┌─ Selected passage

Asian shares fell on Tuesday, with Japan's Nikkei flirting with a 26-year low, as concerns grew about the global financial system, while emerging currencies such as the South Korean won extended their recent sell-off.

Strong gains in Asian shares on Monday were completely erased as optimism over reports that the U.S. government could take a bigger stake in Citigroup gave way to fresh questions about whether Washington is doing enough to stabilize the ailing banking and credit sectors.

Traditional investor havens in times of turmoil such as the dollar and gold dipped, though analysts predicted these asset classes could soon resume their recent rallies as the uncertainty in global markets continues.

The problem is not with only one bank or one country. Investors are losing confidence, seeing U.S. and European stock markets continue to slide, said Hwang Chang-joong, an analyst at Woori Investment & Securities in Seoul.

Problems in the global financial system continue to multiply as massive credit losses and recession weigh on lenders.

American International Group Inc , which was rescued twice last year by the U.S. government, is in talks with officials for more aid, while in France the government is expected to provide more funding to two mutually owned banks.

But policymakers have yet to convince investors they can successfully tackle the global financial woes that have ignited a worldwide recession.

└─

■ Work instructions ■
(1) In the market report, rewrite everything from "Traditional investor havens" down to "weigh on lenders.", replacing "gold" with "silver".
(2) Sum up the market report in two sentences.
(3) Write the next part of the market report, picking up after its final sentence.

┌─ Dataset records

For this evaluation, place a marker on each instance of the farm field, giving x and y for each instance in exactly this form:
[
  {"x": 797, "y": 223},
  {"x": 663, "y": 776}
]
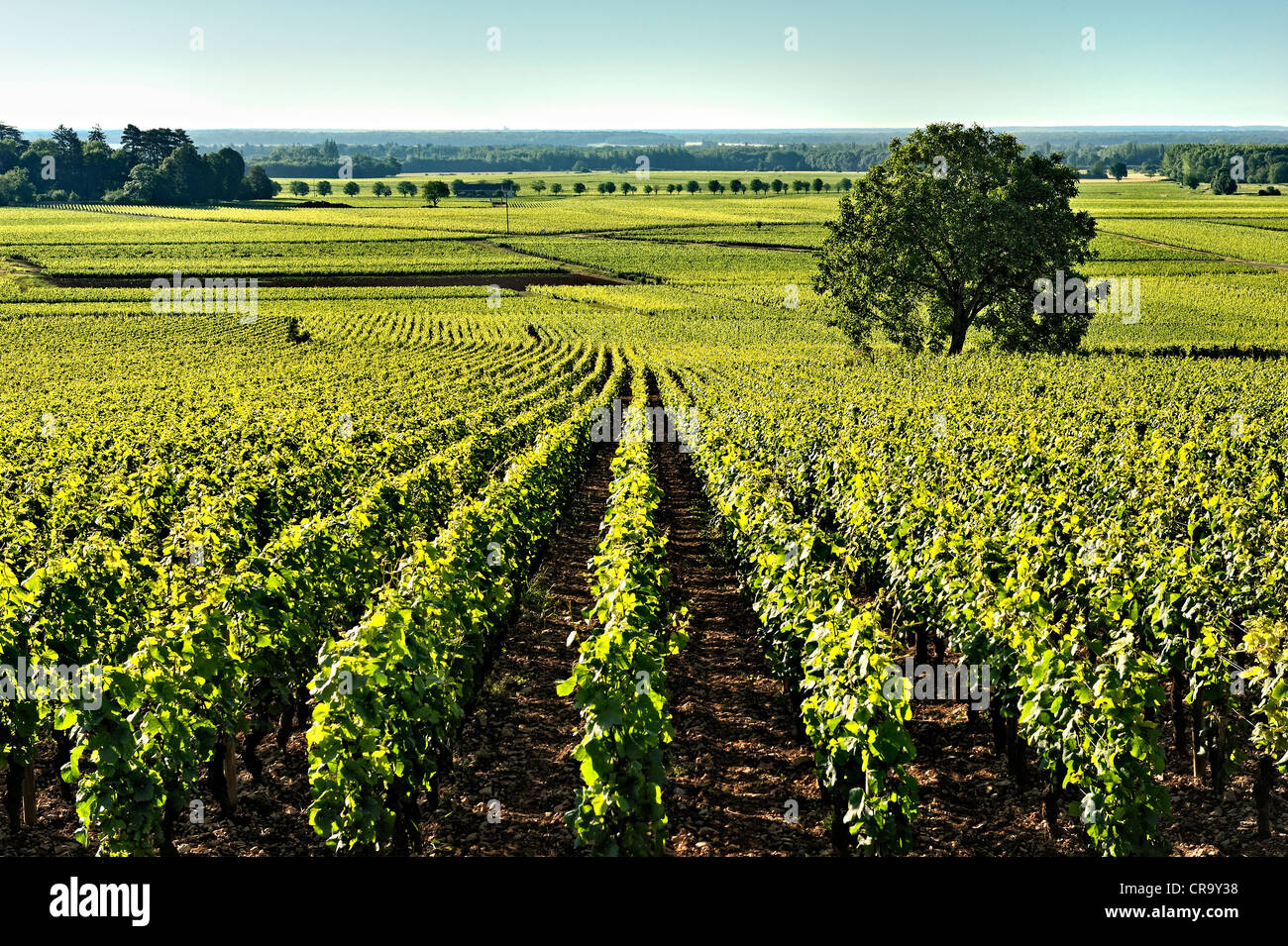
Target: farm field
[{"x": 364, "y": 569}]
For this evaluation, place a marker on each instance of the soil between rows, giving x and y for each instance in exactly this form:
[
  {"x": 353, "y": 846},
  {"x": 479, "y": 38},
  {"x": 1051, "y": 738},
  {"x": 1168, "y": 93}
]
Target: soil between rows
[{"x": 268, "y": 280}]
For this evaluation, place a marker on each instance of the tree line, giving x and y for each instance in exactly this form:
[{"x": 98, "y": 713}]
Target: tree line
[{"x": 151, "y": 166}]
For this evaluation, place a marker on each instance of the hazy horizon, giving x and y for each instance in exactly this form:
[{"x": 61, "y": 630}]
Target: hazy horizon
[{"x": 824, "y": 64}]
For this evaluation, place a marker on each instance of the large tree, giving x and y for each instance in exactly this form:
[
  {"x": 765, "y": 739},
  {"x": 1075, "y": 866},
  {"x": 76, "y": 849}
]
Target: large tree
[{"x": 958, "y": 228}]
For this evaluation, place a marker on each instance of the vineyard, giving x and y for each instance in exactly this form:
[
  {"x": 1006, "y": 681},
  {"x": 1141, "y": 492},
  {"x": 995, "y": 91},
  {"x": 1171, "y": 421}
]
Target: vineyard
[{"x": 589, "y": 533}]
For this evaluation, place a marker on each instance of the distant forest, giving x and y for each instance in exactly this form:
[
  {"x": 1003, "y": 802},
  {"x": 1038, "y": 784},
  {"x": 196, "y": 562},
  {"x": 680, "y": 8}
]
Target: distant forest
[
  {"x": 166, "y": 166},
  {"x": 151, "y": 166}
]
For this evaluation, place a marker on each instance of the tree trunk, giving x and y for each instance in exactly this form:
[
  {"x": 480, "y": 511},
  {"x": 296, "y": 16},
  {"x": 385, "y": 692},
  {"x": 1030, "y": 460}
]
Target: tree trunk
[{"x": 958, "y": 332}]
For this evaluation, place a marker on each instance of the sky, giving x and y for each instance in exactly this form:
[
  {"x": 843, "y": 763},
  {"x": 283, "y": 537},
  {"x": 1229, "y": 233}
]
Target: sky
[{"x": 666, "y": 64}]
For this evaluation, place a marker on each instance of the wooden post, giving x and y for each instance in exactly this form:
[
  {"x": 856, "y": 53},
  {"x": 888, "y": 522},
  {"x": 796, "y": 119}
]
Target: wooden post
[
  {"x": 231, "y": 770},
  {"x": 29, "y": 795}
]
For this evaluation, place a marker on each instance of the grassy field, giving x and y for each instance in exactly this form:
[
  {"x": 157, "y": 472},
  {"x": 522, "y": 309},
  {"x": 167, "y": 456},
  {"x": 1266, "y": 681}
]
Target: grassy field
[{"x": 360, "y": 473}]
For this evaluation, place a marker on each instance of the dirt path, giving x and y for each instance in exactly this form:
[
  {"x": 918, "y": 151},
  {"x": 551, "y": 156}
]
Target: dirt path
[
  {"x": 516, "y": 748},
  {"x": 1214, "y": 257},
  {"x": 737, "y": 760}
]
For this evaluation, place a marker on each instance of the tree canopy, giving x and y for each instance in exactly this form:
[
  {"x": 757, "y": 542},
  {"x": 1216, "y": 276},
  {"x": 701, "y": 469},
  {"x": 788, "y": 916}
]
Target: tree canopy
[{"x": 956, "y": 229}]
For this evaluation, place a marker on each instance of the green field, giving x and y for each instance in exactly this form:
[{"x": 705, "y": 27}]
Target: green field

└─

■ Responses to the exercise ■
(1)
Traditional investor havens in times of turmoil such as the dollar and silver dipped, though analysts predicted these asset classes could soon resume their recent rallies as the uncertainty in global markets continues.

The problem is not with only one bank or one country. Investors are losing confidence, seeing U.S. and European stock markets continue to slide, said Hwang Chang-joong, an analyst at Woori Investment & Securities in Seoul.

Problems in the global financial system continue to multiply as massive credit losses and recession weigh on lenders.

(2) Asian shares fell on Tuesday and erased Monday's gains as worries grew about the global financial system and whether Washington is doing enough to stabilize banks and credit. Traditional havens such as the dollar and gold dipped, while troubled firms like AIG sought more aid and policymakers have yet to convince investors they can tackle the crisis.

(3)
Japan's Nikkei stock average slid 2.6 percent, hurt by exporters such as Canon Inc <7751.T> and banking shares after worries about financial system stability sent U.S. stocks to a 12-year low.

Japanese Finance Minister Kaoru Yosano said the government was studying measures to support the stock market, as the Nikkei briefly fell as low as 7,155.16, breaking below the October 27 closing level of 7,162.90, its lowest finish since October 1982.

Shares in Japan's Nomura Holdings <8604.T>, the country's biggest brokerage, slumped nearly 9 percent after it announced a big share sale to shore up its balance sheet.

The MSCI index of Asia-Pacific stocks outside Japan <.MIAPJ0000PUS> dropped 2.3 percent as of 0230 GMT (9:30 pm EST Monday), erasing its 1.7 percent gain on Monday.

The gauge is approaching its post-financial crisis low of 194.03 hit in late November, which had marked the lowest in about five years.

Key indexes in South Korea <.KS11> and Hong Kong <.HSI> dropped more than 3 percent each, while Singapore <.FTSTI>, Australia <.AXJO> and Shanghai <.SSEC> fell around 1 percent each.

U.S. regulators on Monday reinforced their willingness to provide extra funds to financial institutions that need it, as they look to begin assessing major institutions' capital needs on Wednesday under a new stress test program.

New government assistance to Citgroup could fuel speculation that Washington may need to step in to help other lenders as well, while doubts remain about government efforts to stabilize the plunging housing market, where the credit crisis began.


Emerging Asian currencies were among the hardest hit by the continued market turbulence. The won was quoted at 1,509.1/0.1 per dollar as of 0005 GMT, compared with Monday's domestic close of 1,489.0.

South Korean markets have been battered by a collapse in Asian exports amid the global demand slump, and by the economy's reliance on short-term overseas debt that needs to be refinanced in the toughest market conditions in years.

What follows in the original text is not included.